> **Selected excerpt**:

[General] Superluminal electron model

richgauthier at gmail.com richgauthier at gmail.com
Sat Jun 30 13:09:21 PDT 2018


David asked a question on Academia.edu <http://academia.edu/> which is also relevant here:

Richard
I think you are getting close on this. Can you propose an experiment or provide a prediction with your theory?

I replied:

Hi David,

   Yes, the superluminal open-double-helix photon model and the superluminal closed-single-helix electron model make a nice, perhaps even elegant, "package". One approach to testing this two-model package would be to experimentally very closely examine electron-positron pair production from gamma-ray photons of energies equal to or slightly greater than the total rest energies of an electron-positron pair, or 2 x 0.511 MeV = 1.022 MeV. Electron-positron pair production usually happens near an atomic nucleus, which is needed to conserved total linear momentum in the e-p production process from a single photon.  It would be great if experimental particle physicists looked very closely for any evidence of the double-helix photon model's dipole charges Q = 16.6e and Q=-16.6e being converted into the positron's charge e and electron's charge -e during the e-p pair production process.

    I don't know how finely electron-positron pair production was actually examined experimentally in the past (and surely there are more accurate techniques available today), since physicists weren't really trying to test a particular photon model and a particular electron model at the time.  Arthur Compton (of the Compton effect) did have his own semi-classical model of the electron, which he later discarded for lack of experimental evidence to support it. Please correct me if I am mistaken, but in my limited understanding, quantum electrodynamics (QED) considers electron-positron pair production to be a "black-box" process: a photon goes in and an electron-positron pair comes out, perhaps only temporarily in the case of virtual particles. What happens DURING e-p pair production is I think not mentioned but rather is passed over in silence. The mathematics of quantum theory contains various "creation operators" that bring particles into existence and "destruction operators" which take them out of existence,  which I learned about in a physics graduate school quantum mechanics class in 1969. But even then I felt that this was a rather unsatisfying non-explanation of quantum processes.

> **Direction 1**:
Reproduce, word for word, the part of the superluminal electron model message that opens with the words "[General] Superluminal electron" and closes with "with your theory?".

A run of records
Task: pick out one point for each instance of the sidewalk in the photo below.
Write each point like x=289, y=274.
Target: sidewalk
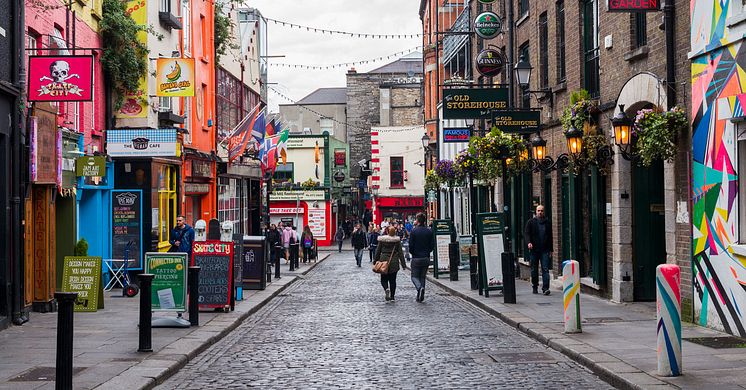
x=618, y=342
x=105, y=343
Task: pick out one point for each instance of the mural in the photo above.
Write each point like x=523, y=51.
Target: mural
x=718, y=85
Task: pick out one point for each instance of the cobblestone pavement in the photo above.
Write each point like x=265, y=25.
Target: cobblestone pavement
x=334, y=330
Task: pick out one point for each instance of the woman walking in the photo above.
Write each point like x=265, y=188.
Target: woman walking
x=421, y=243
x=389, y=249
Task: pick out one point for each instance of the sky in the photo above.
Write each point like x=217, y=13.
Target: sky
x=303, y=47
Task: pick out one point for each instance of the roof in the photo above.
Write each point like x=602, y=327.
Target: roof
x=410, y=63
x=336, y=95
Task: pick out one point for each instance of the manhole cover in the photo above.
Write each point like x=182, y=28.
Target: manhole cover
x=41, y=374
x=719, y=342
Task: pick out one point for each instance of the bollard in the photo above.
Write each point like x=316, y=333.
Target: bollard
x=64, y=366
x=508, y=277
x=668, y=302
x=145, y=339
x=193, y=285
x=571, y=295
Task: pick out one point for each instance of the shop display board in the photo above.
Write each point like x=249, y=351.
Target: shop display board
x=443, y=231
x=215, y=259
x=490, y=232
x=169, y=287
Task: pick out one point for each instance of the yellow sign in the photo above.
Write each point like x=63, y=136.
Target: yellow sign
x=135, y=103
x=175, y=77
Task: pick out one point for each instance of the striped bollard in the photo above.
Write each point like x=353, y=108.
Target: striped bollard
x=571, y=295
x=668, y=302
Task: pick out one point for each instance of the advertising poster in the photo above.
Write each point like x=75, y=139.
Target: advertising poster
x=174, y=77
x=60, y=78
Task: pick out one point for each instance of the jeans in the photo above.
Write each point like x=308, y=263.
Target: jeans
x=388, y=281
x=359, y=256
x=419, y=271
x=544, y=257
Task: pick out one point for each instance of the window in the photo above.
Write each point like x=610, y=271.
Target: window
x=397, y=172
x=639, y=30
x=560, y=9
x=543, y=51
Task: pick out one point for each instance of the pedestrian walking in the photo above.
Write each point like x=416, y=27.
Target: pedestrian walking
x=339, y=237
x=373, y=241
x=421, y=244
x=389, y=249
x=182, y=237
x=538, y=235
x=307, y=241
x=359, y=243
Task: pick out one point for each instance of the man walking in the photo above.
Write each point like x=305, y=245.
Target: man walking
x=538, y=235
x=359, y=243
--
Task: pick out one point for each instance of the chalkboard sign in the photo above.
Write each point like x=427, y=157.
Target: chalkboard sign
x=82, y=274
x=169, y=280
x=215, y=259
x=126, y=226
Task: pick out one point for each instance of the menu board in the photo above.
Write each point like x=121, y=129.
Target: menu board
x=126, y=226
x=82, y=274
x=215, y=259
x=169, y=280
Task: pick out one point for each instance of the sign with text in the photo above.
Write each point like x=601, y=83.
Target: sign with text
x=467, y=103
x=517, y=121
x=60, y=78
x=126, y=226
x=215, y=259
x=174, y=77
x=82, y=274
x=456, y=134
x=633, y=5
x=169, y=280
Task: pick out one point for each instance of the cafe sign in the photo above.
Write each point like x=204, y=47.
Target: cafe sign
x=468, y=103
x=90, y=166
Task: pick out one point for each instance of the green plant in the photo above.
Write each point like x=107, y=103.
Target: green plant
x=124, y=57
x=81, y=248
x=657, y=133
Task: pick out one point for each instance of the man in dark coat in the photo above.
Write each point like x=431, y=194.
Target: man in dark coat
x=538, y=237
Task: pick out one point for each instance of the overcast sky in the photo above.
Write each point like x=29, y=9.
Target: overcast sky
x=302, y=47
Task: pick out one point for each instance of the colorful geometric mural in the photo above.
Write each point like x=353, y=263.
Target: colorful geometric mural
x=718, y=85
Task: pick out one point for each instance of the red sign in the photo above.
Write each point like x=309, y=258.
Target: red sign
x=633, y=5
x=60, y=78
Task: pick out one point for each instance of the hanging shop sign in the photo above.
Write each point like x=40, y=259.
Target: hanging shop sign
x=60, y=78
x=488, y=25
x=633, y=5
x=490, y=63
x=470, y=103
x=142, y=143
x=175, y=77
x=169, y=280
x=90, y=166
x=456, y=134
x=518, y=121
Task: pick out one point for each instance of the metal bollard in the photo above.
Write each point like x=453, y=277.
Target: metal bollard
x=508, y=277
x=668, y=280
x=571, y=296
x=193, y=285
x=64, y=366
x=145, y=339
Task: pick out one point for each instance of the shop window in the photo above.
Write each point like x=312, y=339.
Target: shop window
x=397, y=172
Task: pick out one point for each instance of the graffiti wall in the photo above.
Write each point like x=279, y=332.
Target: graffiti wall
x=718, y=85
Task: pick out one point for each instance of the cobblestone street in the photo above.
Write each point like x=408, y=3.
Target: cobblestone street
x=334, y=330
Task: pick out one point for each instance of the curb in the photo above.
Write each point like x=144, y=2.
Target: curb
* * *
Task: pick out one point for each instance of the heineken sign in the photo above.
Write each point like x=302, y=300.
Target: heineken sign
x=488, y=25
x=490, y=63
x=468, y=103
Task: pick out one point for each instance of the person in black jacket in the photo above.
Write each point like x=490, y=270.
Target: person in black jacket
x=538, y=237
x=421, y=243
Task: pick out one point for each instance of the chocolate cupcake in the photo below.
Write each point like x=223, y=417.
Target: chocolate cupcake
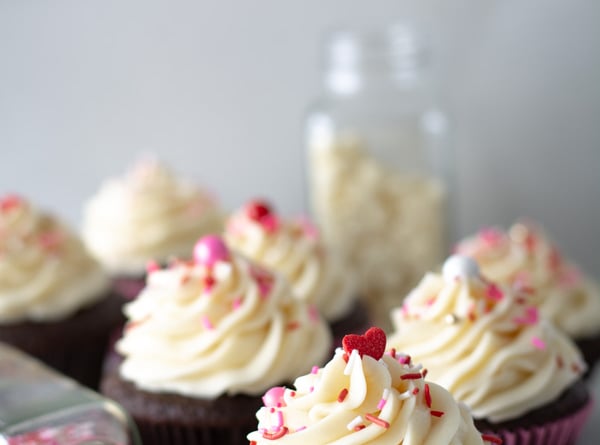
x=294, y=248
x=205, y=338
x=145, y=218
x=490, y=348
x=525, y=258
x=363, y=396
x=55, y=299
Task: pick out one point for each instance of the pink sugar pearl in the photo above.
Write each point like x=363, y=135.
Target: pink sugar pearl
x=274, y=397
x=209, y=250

> **Direction 2**:
Transcribe verbatim the part of the records that opens with the line containing "Task: pick out one point for each instance of the sidewalk" and closes with the line containing "x=303, y=47", both included. Leave the pictures out of your answer.

> **Solution 1**:
[General] Superluminal electron model

richgauthier at gmail.com richgauthier at gmail.com
Sat Jun 30 13:09:21 PDT 2018


David asked a question on Academia.edu <http://academia.edu/> which is also relevant here:

Richard
I think you are getting close on this. Can you propose an experiment or provide a prediction with your theory?

> **Solution 2**:
Task: pick out one point for each instance of the sidewalk in the photo below.
Write each point like x=289, y=274.
Target: sidewalk
x=618, y=342
x=105, y=343
Task: pick out one point for each instance of the mural in the photo above.
Write each point like x=523, y=51.
Target: mural
x=718, y=85
Task: pick out one point for each instance of the cobblestone pavement in the photo above.
Write each point like x=265, y=25.
Target: cobblestone pavement
x=334, y=330
Task: pick out one point for each instance of the woman walking in the photo above.
Write each point like x=265, y=188.
Target: woman walking
x=421, y=243
x=389, y=249
Task: pick out one point for each instance of the sky in the photo above.
Write each point like x=217, y=13.
Target: sky
x=303, y=47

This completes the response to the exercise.